* _DATA EXTRACTS_:
'''

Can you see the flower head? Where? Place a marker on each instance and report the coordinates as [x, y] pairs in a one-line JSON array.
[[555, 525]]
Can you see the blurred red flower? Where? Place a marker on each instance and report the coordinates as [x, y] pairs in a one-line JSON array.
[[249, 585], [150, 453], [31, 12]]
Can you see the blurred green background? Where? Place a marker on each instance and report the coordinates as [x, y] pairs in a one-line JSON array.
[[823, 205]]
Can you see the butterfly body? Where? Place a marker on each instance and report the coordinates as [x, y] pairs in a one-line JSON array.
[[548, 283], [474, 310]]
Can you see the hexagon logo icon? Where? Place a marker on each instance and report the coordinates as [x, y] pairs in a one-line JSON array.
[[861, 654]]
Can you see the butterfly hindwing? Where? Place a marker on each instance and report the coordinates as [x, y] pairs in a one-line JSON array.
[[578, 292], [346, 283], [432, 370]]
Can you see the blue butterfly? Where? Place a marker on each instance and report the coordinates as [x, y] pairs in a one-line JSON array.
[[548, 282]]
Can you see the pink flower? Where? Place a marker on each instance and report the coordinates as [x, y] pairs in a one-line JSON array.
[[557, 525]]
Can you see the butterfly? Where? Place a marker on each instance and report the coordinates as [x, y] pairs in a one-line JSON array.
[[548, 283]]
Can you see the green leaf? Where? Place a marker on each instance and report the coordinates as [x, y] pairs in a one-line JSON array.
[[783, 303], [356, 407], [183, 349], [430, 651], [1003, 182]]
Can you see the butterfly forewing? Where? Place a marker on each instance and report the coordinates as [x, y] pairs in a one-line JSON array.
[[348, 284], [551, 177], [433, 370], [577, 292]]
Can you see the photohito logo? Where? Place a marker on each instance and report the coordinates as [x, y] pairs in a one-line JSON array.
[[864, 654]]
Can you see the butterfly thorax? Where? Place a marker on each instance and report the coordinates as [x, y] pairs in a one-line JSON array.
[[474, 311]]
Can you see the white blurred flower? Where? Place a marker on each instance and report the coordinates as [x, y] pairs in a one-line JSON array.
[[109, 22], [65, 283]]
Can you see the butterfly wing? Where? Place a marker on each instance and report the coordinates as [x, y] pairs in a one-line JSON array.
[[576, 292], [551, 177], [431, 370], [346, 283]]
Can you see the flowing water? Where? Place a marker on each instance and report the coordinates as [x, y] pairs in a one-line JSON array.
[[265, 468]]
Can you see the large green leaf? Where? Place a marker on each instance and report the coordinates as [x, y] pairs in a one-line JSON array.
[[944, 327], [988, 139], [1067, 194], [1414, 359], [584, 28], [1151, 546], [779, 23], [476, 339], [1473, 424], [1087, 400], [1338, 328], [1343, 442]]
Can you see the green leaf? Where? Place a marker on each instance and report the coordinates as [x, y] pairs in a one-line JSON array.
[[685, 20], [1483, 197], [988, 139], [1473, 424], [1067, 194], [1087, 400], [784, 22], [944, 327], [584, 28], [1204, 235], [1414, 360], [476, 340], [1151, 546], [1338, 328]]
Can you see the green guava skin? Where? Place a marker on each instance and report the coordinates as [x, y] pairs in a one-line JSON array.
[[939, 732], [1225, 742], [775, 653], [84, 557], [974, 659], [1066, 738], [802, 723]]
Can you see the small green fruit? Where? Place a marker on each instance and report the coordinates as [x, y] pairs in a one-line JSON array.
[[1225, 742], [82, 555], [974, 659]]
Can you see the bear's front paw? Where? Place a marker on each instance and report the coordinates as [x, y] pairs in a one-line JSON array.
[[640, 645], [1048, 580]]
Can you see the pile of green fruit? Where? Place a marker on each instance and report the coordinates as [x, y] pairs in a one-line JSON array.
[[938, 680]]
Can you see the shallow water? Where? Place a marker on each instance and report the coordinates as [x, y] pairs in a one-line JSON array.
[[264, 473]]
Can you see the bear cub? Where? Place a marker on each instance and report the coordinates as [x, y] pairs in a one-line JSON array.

'''

* _WORK INSTRUCTION_: Output the material above, all of it, exactly.

* _ANSWER BOX_:
Can you see the flower head? Where? Place a marker on each instance and report the coordinates as [x, y] pairs in a one-line JSON array.
[[555, 525]]
Can you see the blurred red flower? Where? Place a marker on each instance and report the coordinates as [x, y] pairs in a one-line JSON array.
[[249, 585], [150, 453], [31, 12]]
Can you see the blurred green background? Where? Place a marker on each instance and report the coordinates as [x, y] pairs in a one-line JSON array.
[[823, 205]]
Can you see the butterfly body? Where? Place a marker on each instance and report the coordinates as [x, y] pairs in a one-line JSON array.
[[548, 283], [474, 310]]
Can you see the hexagon logo icon? Where? Place a marker on each instance and report the coordinates as [x, y] pairs in a one-line JSON array.
[[861, 654]]
Can you see the butterfly hindwing? Where? Place a marker on each instance and report the coordinates as [x, y] pairs in a one-line JSON array.
[[578, 292], [346, 283], [432, 370]]
Can you see the blue butterfly? Where? Place a marker on each instance and report the coordinates as [x, y] pairs in a one-line JSON array.
[[548, 282]]
Can you see the pink flower? Where? Place a marker on each instance and report the coordinates as [x, y] pairs in a one-line JSON array.
[[557, 525]]
Can you see the butterfly? Where? Place a marker on each instance and report the coordinates as [x, y] pairs in a one-line JSON array.
[[548, 283]]
Can you see the green leaf? Where? Place a marker on each instance and report the coordinates as [x, y] pairs in a one-line JSON array.
[[783, 303], [356, 407], [183, 349], [430, 651], [1003, 182]]
Can you see the butterfly forewing? Where? Place a marker on each instance and report the coordinates as [x, y] pairs in a one-line JSON array.
[[348, 284], [551, 177], [433, 370], [577, 292]]
Can you see the photohito logo? Where? Place a marker on each instance and report the coordinates as [x, y] pairs in a one-line JSON array.
[[864, 654]]
Can you see the butterfly thorax? Where? Place a marker on each instance and report the coordinates as [x, y] pairs in a one-line JSON array.
[[474, 311]]
Can you see the white blurred flower? Where? Place a marker on each instance and report the coordinates as [x, y] pairs in a one-line JSON array.
[[109, 22], [65, 283]]
Can you see the butterfly wing? Where? Place a marker on each instance and report the coordinates as [x, y] pairs in a one-line JSON array.
[[576, 292], [551, 177], [431, 370], [346, 283]]
Can you see the flowing water? Where? Place a marker on each instance and report the coordinates as [x, y] pairs in a one-line JSON array.
[[265, 468]]
Can you see the large green leaf? Where? Place a marker on each instance and report the coordinates as [x, y] pairs in a one-line JSON array.
[[944, 327], [988, 139], [1067, 194], [1414, 359], [584, 28], [1151, 546], [779, 23], [476, 339], [1473, 424], [1087, 400], [1338, 328], [1343, 442]]
Can you see the green leaf? Where? Place a marker on each instance and report the coordinates as [x, y] pairs in a one-line JSON array.
[[685, 20], [1483, 197], [988, 139], [1473, 424], [1067, 194], [1087, 400], [784, 22], [944, 327], [584, 28], [1204, 235], [1414, 360], [476, 340], [1151, 546], [1338, 328]]
Can you see the green guava skin? Where? Place a marker on each instance and report the coordinates as [x, y] pairs in a one-line JSON array.
[[939, 732], [1225, 742], [775, 653], [84, 557], [974, 659], [1066, 738], [802, 723]]
Can you see the small green fruit? Where? Place a marker on each instance and report the coordinates as [x, y] pairs in a one-line JSON array.
[[1225, 742], [82, 555], [974, 659]]
Can you see the bear's front paw? Where? Place a marker on each instance and report the coordinates as [x, y] pairs in a one-line JSON array.
[[640, 645], [1048, 580]]
Can you see the pile of green fruit? Where? Place a marker on each instance and report the coordinates as [x, y] pairs in a one-line JSON array.
[[938, 680]]
Can you see the shallow water? Where? Place a marker on each instance and report the coordinates as [x, y] pairs in a one-line JSON array.
[[264, 473]]
Can you see the bear cub? Where? Place a marker on each instance and report the coordinates as [x, y] pairs in a one-line JSON array.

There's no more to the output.